Inside Higher Ed recalls the early work of Laud Humphreys on what was in the 1960s, euphemistically called the tearoom trade.
"Tearoom" is argot for public restroom and the unfortunate activities of Larry Craig have created a renewed interest in Humphrey's controversial 1970 study of the comings and goings in a St. Louis, MO public park restroom.
Controversial because of Humphreys' methods, which included flagrant misrepresentation and collaboration with law enforcement. Humphrey's represented himself as a "watchqueen" or voyeur and surreptitiously recorded the license plates of the visitors, having police later match those with names and addresses. He then visited those homes under the guise of survey taken to obtain personal information.
I know you aren't shocked--liberal-left gay activists routinely invade their targets privacy for reasons much less noble than Humphreys'. Before Craig got busted in the Minneapolis airport, lefty gays had already outed him the year before.
Humphreys, who was at the time an in-the-closet-homosexual, was a flash-in-the-pan--his subsequent career saw few publications, and a paper purporting to link closet homosexuality with efforts to perfectly model social orthodoxy in all other aspects of their lives. A lot of people already take that as a given, but Humphreys never published the paper which his peers judged posthumously to be "a mess" and "unpublishable".
Nevertheless, The Tearoom Trade: Impersonal Sex in Public Places revealed that gay men in the mid-sixties, avoided social marginalization by keeping their unapproved sexuality a closely held secret.
I found the aspect of the study rather interesting because it is by no means limited to homosexuality, but represents a survival behavior engaged in by all sorts of people hoping to avoid social consequences for their behaviors. Mafia dons live in the suburbs, hopelessly narcissistic Hollywood stars attend charity events (or go to rehab), inmates find Jesus. Hiding our worst selves from others starts with lying to your parents about what you were doing last night.
The obvious question? Is this bad?

AIM 1
Rewrite the passage of the post on the tearoom study between "I know you aren't" and "closely held secret.", inclusive, putting "manuscript" wherever "paper" appears.

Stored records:
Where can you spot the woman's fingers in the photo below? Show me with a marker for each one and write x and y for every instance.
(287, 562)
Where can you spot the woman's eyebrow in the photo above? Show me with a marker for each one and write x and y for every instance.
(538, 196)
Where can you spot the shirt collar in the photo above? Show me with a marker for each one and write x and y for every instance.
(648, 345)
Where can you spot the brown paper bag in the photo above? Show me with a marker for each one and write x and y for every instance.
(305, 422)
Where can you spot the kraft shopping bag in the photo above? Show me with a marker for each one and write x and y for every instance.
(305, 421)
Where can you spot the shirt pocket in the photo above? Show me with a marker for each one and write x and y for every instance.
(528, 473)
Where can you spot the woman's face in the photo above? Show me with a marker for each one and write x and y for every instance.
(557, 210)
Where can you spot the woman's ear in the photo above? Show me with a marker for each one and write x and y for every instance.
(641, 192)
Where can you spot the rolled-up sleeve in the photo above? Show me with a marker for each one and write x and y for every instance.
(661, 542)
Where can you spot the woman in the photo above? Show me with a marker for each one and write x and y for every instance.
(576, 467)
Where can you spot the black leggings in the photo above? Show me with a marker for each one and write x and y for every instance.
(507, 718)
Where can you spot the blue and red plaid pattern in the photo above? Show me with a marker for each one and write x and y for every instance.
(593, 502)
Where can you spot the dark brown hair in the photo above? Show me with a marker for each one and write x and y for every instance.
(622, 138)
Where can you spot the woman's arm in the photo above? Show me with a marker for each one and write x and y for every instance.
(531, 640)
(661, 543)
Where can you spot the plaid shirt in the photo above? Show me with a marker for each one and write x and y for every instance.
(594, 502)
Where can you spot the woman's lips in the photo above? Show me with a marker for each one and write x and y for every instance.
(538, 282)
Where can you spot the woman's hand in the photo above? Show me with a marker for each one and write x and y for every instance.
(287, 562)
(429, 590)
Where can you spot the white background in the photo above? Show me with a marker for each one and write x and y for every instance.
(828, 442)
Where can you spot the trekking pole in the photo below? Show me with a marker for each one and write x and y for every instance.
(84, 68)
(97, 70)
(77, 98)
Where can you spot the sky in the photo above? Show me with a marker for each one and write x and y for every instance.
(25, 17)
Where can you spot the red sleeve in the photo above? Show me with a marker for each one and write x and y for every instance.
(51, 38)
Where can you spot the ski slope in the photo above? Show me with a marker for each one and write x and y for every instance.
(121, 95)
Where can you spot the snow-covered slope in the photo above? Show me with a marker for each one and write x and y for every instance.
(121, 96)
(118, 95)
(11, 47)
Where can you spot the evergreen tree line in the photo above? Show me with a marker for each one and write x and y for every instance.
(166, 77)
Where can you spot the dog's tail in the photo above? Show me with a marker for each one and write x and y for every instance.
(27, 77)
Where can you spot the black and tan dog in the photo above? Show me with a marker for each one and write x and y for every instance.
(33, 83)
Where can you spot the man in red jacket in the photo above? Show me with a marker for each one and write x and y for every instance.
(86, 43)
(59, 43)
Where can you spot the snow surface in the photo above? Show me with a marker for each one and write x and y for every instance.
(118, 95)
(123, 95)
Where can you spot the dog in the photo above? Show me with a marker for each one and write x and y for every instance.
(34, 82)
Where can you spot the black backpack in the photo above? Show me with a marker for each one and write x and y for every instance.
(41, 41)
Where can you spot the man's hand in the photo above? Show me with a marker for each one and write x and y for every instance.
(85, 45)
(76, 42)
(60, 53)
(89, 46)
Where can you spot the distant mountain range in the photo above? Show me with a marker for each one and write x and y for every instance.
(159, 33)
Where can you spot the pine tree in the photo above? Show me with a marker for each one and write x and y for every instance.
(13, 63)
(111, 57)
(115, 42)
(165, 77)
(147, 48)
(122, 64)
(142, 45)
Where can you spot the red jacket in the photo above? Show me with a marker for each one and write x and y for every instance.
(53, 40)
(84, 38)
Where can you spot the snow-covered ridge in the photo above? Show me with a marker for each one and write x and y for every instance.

AIM 2
Show each line of the records that contains the string "black", treating uppercase and lowercase as different.

WRITTEN SOLUTION 1
I know you aren't shocked--liberal-left gay activists routinely invade their targets privacy for reasons much less noble than Humphreys'. Before Craig got busted in the Minneapolis airport, lefty gays had already outed him the year before.
Humphreys, who was at the time an in-the-closet-homosexual, was a flash-in-the-pan--his subsequent career saw few publications, and a manuscript purporting to link closet homosexuality with efforts to perfectly model social orthodoxy in all other aspects of their lives. A lot of people already take that as a given, but Humphreys never published the manuscript which his peers judged posthumously to be "a mess" and "unpublishable".
Nevertheless, The Tearoom Trade: Impersonal Sex in Public Places revealed that gay men in the mid-sixties, avoided social marginalization by keeping their unapproved sexuality a closely held secret.

WRITTEN SOLUTION 2
Where can you spot the black leggings in the photo above? Show me with a marker for each one and write x and y for every instance.
Where can you spot the black and tan dog in the photo above? Show me with a marker for each one and write x and y for every instance.
Where can you spot the black backpack in the photo above? Show me with a marker for each one and write x and y for every instance.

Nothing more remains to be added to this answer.